Segment Start: Data records
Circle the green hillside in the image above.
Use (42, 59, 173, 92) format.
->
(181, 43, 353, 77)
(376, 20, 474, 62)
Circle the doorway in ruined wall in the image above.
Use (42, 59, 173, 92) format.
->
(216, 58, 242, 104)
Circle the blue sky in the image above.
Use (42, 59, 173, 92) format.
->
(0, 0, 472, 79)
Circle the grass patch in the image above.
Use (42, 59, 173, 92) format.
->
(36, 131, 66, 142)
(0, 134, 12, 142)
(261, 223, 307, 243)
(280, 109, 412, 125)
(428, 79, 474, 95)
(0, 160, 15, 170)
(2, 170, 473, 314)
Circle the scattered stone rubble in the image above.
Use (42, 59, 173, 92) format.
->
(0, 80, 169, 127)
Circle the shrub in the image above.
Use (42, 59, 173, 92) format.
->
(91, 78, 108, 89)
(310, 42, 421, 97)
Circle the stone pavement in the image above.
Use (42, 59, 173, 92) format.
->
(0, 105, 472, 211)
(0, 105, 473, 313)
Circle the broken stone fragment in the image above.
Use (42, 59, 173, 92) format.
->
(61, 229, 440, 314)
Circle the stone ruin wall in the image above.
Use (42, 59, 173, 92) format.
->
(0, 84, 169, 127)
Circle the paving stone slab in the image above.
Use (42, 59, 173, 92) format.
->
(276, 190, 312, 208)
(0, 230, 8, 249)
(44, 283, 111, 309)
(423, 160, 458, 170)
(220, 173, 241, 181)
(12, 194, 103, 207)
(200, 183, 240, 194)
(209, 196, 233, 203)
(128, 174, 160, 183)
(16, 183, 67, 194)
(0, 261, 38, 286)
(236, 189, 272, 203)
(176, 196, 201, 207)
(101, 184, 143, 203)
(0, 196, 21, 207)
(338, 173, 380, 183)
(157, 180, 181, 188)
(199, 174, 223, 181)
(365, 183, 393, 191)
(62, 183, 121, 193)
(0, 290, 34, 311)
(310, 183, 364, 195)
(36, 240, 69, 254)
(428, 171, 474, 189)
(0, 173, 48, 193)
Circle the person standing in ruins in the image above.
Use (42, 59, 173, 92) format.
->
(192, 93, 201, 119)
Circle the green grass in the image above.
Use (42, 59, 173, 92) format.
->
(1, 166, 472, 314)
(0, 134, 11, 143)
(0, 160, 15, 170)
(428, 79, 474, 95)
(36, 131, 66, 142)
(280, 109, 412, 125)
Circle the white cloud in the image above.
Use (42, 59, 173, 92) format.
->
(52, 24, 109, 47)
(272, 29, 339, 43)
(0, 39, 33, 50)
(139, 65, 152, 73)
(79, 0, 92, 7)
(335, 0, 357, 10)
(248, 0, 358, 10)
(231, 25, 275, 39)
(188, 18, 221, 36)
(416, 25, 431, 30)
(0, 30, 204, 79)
Segment End: Data records
→ **Task goal**: State the number of lines in the preceding data that contain the word "stone", and nothing besides.

→ **Exercise output**: 5